**ZU ERSTELLEN:** Geben Sie die Zeilen von der Zeile mit „[tag] sky (a dot for each instance)“ bis zum Ende der Einträge erneut aus und ersetzen Sie darin „farmland“ durch „agricultural land“. Alles Übrige bleibt unverändert.

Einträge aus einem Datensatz
• • • •

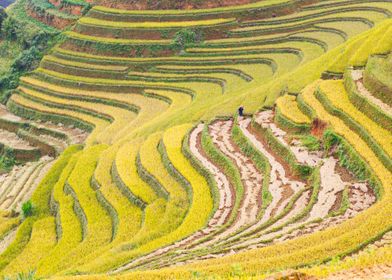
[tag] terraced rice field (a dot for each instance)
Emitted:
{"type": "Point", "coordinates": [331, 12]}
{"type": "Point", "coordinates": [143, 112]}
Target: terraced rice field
{"type": "Point", "coordinates": [171, 183]}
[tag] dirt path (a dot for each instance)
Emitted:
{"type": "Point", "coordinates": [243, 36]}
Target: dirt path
{"type": "Point", "coordinates": [251, 178]}
{"type": "Point", "coordinates": [357, 76]}
{"type": "Point", "coordinates": [226, 197]}
{"type": "Point", "coordinates": [279, 181]}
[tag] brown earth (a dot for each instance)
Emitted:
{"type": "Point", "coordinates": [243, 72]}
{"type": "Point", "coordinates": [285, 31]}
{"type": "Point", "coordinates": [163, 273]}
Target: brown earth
{"type": "Point", "coordinates": [170, 4]}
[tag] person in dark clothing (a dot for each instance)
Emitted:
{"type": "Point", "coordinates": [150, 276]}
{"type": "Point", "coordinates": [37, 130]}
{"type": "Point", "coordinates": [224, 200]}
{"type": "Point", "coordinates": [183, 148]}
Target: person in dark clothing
{"type": "Point", "coordinates": [241, 111]}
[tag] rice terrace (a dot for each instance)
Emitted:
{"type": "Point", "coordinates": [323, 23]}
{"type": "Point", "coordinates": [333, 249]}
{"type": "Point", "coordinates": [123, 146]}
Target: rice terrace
{"type": "Point", "coordinates": [196, 139]}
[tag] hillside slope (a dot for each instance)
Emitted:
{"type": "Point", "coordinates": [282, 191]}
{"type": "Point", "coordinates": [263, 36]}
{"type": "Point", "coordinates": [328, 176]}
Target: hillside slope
{"type": "Point", "coordinates": [169, 184]}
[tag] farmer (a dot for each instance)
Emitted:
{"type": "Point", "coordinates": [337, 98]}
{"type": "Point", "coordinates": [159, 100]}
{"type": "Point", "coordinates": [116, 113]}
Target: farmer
{"type": "Point", "coordinates": [241, 111]}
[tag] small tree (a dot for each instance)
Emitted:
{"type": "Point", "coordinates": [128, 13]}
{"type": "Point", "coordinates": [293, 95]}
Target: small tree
{"type": "Point", "coordinates": [27, 209]}
{"type": "Point", "coordinates": [185, 37]}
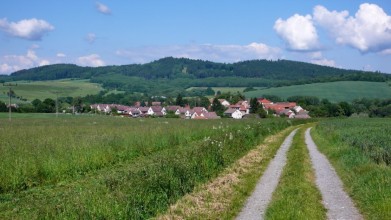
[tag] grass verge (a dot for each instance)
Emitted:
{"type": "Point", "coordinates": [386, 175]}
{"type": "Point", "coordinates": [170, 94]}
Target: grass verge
{"type": "Point", "coordinates": [296, 196]}
{"type": "Point", "coordinates": [367, 182]}
{"type": "Point", "coordinates": [224, 196]}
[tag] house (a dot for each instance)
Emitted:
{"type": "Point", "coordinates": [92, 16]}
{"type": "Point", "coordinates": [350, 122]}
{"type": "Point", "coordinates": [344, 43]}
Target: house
{"type": "Point", "coordinates": [133, 112]}
{"type": "Point", "coordinates": [224, 102]}
{"type": "Point", "coordinates": [156, 111]}
{"type": "Point", "coordinates": [264, 101]}
{"type": "Point", "coordinates": [298, 109]}
{"type": "Point", "coordinates": [143, 110]}
{"type": "Point", "coordinates": [172, 108]}
{"type": "Point", "coordinates": [156, 103]}
{"type": "Point", "coordinates": [302, 115]}
{"type": "Point", "coordinates": [234, 113]}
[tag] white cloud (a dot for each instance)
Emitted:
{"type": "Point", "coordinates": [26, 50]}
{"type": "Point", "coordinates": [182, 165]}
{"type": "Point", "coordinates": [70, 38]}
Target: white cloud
{"type": "Point", "coordinates": [61, 55]}
{"type": "Point", "coordinates": [30, 29]}
{"type": "Point", "coordinates": [369, 30]}
{"type": "Point", "coordinates": [298, 32]}
{"type": "Point", "coordinates": [93, 60]}
{"type": "Point", "coordinates": [324, 62]}
{"type": "Point", "coordinates": [217, 53]}
{"type": "Point", "coordinates": [90, 38]}
{"type": "Point", "coordinates": [12, 63]}
{"type": "Point", "coordinates": [44, 62]}
{"type": "Point", "coordinates": [103, 8]}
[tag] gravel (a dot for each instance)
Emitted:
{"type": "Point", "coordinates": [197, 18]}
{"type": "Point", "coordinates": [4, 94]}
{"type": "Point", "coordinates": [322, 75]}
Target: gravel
{"type": "Point", "coordinates": [257, 203]}
{"type": "Point", "coordinates": [335, 199]}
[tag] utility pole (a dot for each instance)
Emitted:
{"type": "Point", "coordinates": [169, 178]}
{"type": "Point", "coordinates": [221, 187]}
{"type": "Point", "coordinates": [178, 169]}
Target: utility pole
{"type": "Point", "coordinates": [9, 94]}
{"type": "Point", "coordinates": [56, 103]}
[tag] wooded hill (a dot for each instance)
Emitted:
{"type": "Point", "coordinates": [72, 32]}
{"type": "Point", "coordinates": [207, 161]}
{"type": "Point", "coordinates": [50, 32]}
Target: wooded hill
{"type": "Point", "coordinates": [172, 75]}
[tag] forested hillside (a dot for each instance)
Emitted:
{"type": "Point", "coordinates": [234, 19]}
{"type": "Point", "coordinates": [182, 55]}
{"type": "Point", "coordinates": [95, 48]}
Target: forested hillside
{"type": "Point", "coordinates": [172, 75]}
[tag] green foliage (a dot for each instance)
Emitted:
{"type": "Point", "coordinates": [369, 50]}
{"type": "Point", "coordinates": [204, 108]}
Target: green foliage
{"type": "Point", "coordinates": [333, 91]}
{"type": "Point", "coordinates": [168, 76]}
{"type": "Point", "coordinates": [218, 107]}
{"type": "Point", "coordinates": [359, 150]}
{"type": "Point", "coordinates": [369, 135]}
{"type": "Point", "coordinates": [3, 107]}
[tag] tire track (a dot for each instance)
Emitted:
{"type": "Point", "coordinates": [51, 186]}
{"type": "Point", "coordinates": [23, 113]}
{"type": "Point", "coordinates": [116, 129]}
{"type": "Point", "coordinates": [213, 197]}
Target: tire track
{"type": "Point", "coordinates": [257, 203]}
{"type": "Point", "coordinates": [337, 202]}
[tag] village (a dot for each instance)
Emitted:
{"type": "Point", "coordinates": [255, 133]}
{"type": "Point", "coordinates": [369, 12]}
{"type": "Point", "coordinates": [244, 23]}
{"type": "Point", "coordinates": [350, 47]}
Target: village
{"type": "Point", "coordinates": [238, 110]}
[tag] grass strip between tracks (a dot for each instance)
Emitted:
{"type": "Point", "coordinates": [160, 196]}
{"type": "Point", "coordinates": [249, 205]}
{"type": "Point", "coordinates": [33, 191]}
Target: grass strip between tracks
{"type": "Point", "coordinates": [224, 197]}
{"type": "Point", "coordinates": [296, 196]}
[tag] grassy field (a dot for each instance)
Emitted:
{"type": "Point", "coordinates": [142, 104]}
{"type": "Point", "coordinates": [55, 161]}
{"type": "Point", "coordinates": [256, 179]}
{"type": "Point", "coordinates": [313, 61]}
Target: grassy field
{"type": "Point", "coordinates": [360, 152]}
{"type": "Point", "coordinates": [333, 91]}
{"type": "Point", "coordinates": [46, 89]}
{"type": "Point", "coordinates": [116, 168]}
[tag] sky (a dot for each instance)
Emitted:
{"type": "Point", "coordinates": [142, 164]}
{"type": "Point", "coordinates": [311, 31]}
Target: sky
{"type": "Point", "coordinates": [347, 34]}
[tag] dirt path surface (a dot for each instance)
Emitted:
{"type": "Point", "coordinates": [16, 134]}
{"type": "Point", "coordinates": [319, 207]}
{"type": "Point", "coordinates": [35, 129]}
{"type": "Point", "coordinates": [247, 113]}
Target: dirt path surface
{"type": "Point", "coordinates": [335, 199]}
{"type": "Point", "coordinates": [257, 203]}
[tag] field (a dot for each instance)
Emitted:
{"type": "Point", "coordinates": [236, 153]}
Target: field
{"type": "Point", "coordinates": [106, 167]}
{"type": "Point", "coordinates": [46, 89]}
{"type": "Point", "coordinates": [333, 91]}
{"type": "Point", "coordinates": [360, 151]}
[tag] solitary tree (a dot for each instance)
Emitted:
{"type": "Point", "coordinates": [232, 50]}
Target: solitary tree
{"type": "Point", "coordinates": [179, 100]}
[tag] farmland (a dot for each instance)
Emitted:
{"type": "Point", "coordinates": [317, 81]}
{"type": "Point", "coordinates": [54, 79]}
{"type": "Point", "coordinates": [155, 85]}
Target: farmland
{"type": "Point", "coordinates": [106, 167]}
{"type": "Point", "coordinates": [333, 91]}
{"type": "Point", "coordinates": [31, 90]}
{"type": "Point", "coordinates": [360, 151]}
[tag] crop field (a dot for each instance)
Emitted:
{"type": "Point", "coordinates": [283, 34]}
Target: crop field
{"type": "Point", "coordinates": [31, 90]}
{"type": "Point", "coordinates": [360, 151]}
{"type": "Point", "coordinates": [333, 91]}
{"type": "Point", "coordinates": [107, 167]}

• • • •

**ANTWORT:**
[tag] sky (a dot for each instance)
Emitted:
{"type": "Point", "coordinates": [142, 164]}
{"type": "Point", "coordinates": [311, 31]}
Target: sky
{"type": "Point", "coordinates": [347, 34]}
[tag] dirt path surface (a dot for each instance)
Emitted:
{"type": "Point", "coordinates": [16, 134]}
{"type": "Point", "coordinates": [319, 207]}
{"type": "Point", "coordinates": [35, 129]}
{"type": "Point", "coordinates": [247, 113]}
Target: dirt path surface
{"type": "Point", "coordinates": [335, 199]}
{"type": "Point", "coordinates": [257, 203]}
[tag] field (a dot for each instance)
Emitted:
{"type": "Point", "coordinates": [236, 153]}
Target: field
{"type": "Point", "coordinates": [106, 167]}
{"type": "Point", "coordinates": [46, 89]}
{"type": "Point", "coordinates": [333, 91]}
{"type": "Point", "coordinates": [360, 151]}
[tag] solitary tree (a dot for each instance)
Emitted:
{"type": "Point", "coordinates": [232, 50]}
Target: solitary tree
{"type": "Point", "coordinates": [179, 100]}
[tag] agricultural land (a dot for each instance)
Emitted:
{"type": "Point", "coordinates": [317, 81]}
{"type": "Point", "coordinates": [54, 79]}
{"type": "Point", "coordinates": [155, 85]}
Target: agricultural land
{"type": "Point", "coordinates": [106, 167]}
{"type": "Point", "coordinates": [333, 91]}
{"type": "Point", "coordinates": [31, 90]}
{"type": "Point", "coordinates": [360, 151]}
[tag] crop field (a dot for each instance)
Emitted:
{"type": "Point", "coordinates": [283, 34]}
Target: crop field
{"type": "Point", "coordinates": [31, 90]}
{"type": "Point", "coordinates": [360, 151]}
{"type": "Point", "coordinates": [333, 91]}
{"type": "Point", "coordinates": [107, 167]}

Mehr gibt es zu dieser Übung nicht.